◆ Information supplied

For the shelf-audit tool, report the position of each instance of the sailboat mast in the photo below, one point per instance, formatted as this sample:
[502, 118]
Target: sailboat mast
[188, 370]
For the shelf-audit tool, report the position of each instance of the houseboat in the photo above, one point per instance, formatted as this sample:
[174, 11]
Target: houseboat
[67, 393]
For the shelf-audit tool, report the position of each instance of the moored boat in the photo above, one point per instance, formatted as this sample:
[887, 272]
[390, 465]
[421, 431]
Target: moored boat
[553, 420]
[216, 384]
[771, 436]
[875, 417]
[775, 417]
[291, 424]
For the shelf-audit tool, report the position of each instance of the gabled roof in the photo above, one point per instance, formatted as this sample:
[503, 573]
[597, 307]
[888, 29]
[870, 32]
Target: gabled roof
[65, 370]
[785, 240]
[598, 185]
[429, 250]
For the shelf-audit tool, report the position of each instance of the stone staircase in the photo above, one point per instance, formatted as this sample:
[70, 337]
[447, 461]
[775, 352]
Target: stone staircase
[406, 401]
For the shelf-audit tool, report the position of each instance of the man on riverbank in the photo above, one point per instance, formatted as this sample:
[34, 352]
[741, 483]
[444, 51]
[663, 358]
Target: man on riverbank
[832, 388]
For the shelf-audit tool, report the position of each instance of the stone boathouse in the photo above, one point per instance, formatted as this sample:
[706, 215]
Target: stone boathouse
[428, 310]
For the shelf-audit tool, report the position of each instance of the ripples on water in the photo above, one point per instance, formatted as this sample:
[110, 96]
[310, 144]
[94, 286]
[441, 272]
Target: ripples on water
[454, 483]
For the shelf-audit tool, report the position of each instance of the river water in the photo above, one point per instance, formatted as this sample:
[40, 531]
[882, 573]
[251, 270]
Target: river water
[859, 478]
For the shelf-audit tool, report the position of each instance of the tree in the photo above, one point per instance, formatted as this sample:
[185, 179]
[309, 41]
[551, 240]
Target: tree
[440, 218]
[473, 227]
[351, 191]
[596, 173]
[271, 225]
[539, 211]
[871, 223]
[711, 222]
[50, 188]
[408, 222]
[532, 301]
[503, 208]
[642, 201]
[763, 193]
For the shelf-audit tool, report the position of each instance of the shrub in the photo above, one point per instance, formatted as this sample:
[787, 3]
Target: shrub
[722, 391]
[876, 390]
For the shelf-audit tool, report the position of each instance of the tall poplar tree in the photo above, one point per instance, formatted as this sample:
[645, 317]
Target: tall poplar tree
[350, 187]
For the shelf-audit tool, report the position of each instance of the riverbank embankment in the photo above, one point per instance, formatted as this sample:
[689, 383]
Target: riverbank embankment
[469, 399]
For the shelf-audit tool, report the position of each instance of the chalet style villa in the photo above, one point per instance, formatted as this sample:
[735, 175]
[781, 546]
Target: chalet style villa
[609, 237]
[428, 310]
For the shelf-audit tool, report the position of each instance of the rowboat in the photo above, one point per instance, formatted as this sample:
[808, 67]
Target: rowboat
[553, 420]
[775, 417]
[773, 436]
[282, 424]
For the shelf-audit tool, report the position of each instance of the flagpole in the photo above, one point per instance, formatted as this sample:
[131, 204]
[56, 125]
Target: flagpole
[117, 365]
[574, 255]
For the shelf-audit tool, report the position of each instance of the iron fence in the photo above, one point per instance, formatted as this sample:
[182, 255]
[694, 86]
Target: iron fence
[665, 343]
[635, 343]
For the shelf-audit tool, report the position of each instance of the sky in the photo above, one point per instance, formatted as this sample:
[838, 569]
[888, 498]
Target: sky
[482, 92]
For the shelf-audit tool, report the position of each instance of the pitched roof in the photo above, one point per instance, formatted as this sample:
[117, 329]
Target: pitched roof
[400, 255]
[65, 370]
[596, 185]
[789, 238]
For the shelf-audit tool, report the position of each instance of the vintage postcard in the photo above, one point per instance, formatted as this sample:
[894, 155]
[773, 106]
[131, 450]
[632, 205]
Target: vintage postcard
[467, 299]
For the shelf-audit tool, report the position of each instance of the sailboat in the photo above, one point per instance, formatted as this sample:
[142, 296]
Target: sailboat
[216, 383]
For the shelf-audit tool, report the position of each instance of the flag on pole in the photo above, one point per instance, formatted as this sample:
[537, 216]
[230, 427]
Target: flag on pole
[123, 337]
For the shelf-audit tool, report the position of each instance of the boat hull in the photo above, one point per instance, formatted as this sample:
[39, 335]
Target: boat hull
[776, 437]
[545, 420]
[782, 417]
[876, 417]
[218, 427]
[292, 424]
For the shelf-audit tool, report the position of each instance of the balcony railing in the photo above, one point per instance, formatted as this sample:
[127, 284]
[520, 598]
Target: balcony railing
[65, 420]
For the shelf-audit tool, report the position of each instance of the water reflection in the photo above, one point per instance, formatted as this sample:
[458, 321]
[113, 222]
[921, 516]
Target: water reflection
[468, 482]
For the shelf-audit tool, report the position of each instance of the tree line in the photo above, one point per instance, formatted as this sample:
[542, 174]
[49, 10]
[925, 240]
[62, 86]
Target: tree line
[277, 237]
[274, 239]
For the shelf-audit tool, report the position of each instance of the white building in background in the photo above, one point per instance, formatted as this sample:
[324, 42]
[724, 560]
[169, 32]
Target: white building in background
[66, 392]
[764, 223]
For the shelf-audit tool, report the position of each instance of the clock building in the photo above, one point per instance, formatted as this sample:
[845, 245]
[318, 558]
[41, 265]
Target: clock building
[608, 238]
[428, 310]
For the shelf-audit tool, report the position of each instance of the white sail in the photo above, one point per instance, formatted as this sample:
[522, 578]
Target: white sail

◆ Request
Would you reproduce all the entries exactly?

◆ The answer
For the shelf-audit tool, report the position of each instance of the sailboat mast in the photo below, one point per instance, formatted as this sample:
[502, 118]
Target: sailboat mast
[188, 370]
For the shelf-audit tool, report the position of each instance of the houseboat in the photo above, one point per instance, formatted as this sample:
[174, 11]
Target: houseboat
[67, 393]
For the shelf-audit tool, report the position of each instance of the moored boat in the photo above, one point per instance, formatted as this sample:
[887, 272]
[390, 465]
[421, 431]
Target: moored boat
[553, 420]
[216, 384]
[771, 436]
[875, 417]
[775, 417]
[291, 424]
For the shelf-audit tool, report the position of each instance of the gabled roof in the photo above, one point per instance, formatted as this sample:
[503, 573]
[597, 307]
[888, 29]
[870, 32]
Target: gabled roof
[65, 370]
[785, 240]
[598, 185]
[429, 250]
For the shelf-audit tool, report the position of each instance of the stone staircase in the photo above, one point per instance, formatted as this sample:
[70, 337]
[447, 461]
[775, 352]
Target: stone staircase
[406, 401]
For the shelf-audit tool, report the position of each instance of the man on riverbank in the photo above, one point per instance, formatted as this sample:
[34, 352]
[741, 483]
[444, 51]
[663, 358]
Target: man on riverbank
[832, 388]
For the shelf-audit tool, report the position of each instance of the stone boathouse in the photo above, one point per instance, formatted as this sample:
[706, 215]
Target: stone boathouse
[428, 310]
For the shelf-audit tool, report the position of each instance of the ripples on water in the photo above, one point per instance, formatted as this sample:
[110, 96]
[310, 144]
[94, 286]
[441, 272]
Target: ripples on water
[454, 483]
For the shelf-audit tool, report the position of each instance of the river water in the photo above, one point per instance, formatted as this sample:
[40, 531]
[882, 573]
[251, 270]
Target: river water
[859, 478]
For the shelf-audit tool, report the position of each instance of the tree in the photo above, one point per instance, formatted as this sample:
[185, 179]
[309, 41]
[551, 240]
Target: tree
[440, 218]
[473, 227]
[351, 191]
[596, 173]
[271, 225]
[539, 211]
[871, 223]
[711, 222]
[50, 188]
[408, 222]
[532, 301]
[503, 208]
[642, 201]
[763, 193]
For the shelf-audit tool, report the position of each instance of the shrub in the photo above, one point per instance, formatted as this sample:
[787, 3]
Target: shrub
[722, 391]
[876, 390]
For the shelf-audit tool, report the position of each instance of the tall poplar tree in the photo above, one point per instance, formatted as this sample:
[645, 317]
Target: tall poplar tree
[350, 187]
For the shelf-audit tool, report the position of each instance of the riverbank embankment in the photo above, one point per instance, formatted as this sample:
[689, 383]
Target: riverbank embankment
[469, 399]
For the shelf-audit tool, report the position of each instance of the chalet style villa in the photo above, one point per instance, formatted as this sample:
[735, 175]
[781, 546]
Target: chalet style villa
[609, 237]
[428, 310]
For the shelf-audit tool, report the position of each instance of the rowboat in the photo above, one point per instance, formatted as this sample:
[808, 67]
Target: rowboat
[553, 420]
[775, 417]
[773, 436]
[282, 424]
For the shelf-audit tool, report the position of each instance of the flagpole in the photo above, one point per instance, formatted as this sample:
[131, 204]
[56, 125]
Target: flagpole
[117, 365]
[574, 255]
For the shelf-audit tool, report the position of each instance of the iron fence in the photo above, one point per instance, formatted as this sample:
[182, 255]
[694, 86]
Target: iron fence
[665, 343]
[635, 343]
For the shelf-audit tool, report the position of each instance of the sky in the photo above, one point per instance, formatted as this sample:
[838, 569]
[888, 498]
Target: sky
[482, 92]
For the shelf-audit tool, report the position of each instance of the pitched roof in the photo above, one point per instance, formatted as this sample:
[117, 329]
Target: pitched roof
[400, 255]
[65, 370]
[596, 185]
[789, 238]
For the shelf-audit tool, report the position of each instance of the vintage postcard in the photo above, one point per instance, formatted as this sample:
[894, 155]
[773, 106]
[131, 450]
[632, 205]
Target: vintage postcard
[467, 299]
For the shelf-audit tool, report the position of each instance of the sailboat in the photo above, one point per instance, formatted as this sample:
[142, 296]
Target: sailboat
[216, 383]
For the shelf-audit tool, report the position of each instance of the flag on pole in the photo above, one point per instance, formatted as this sample:
[537, 216]
[230, 427]
Target: flag on pole
[123, 337]
For the shelf-audit tool, report the position of each instance of the boat hull in the photo above, one point per instance, formatted as this sample:
[39, 335]
Target: boat hull
[776, 437]
[545, 420]
[782, 417]
[876, 417]
[218, 427]
[292, 424]
For the shelf-audit tool, report the position of each instance of the balcony railing in the photo above, one point per instance, formatted as this sample:
[127, 284]
[520, 598]
Target: balcony railing
[65, 420]
For the shelf-audit tool, report the position of each instance of the water reflection in the photo above, one point per instance, formatted as this sample:
[458, 321]
[113, 222]
[921, 516]
Target: water reflection
[468, 482]
For the shelf-audit tool, report the position of each instance of the tree line in the photo above, one point per instance, formatted as this sample:
[542, 174]
[49, 10]
[925, 240]
[62, 86]
Target: tree line
[277, 237]
[274, 239]
For the shelf-audit tool, report the position of each instance of the white building in background in the photo above, one point per instance, formatted as this sample:
[324, 42]
[724, 560]
[169, 32]
Target: white building in background
[66, 392]
[764, 223]
For the shelf-audit tool, report the position of each instance of the clock building in the photo above, one point per instance, formatted as this sample:
[845, 245]
[318, 558]
[41, 265]
Target: clock building
[608, 238]
[428, 310]
For the shelf-audit tool, report the position of each instance of the white sail in the photo above, one point per instance, formatted as this sample:
[522, 578]
Target: white sail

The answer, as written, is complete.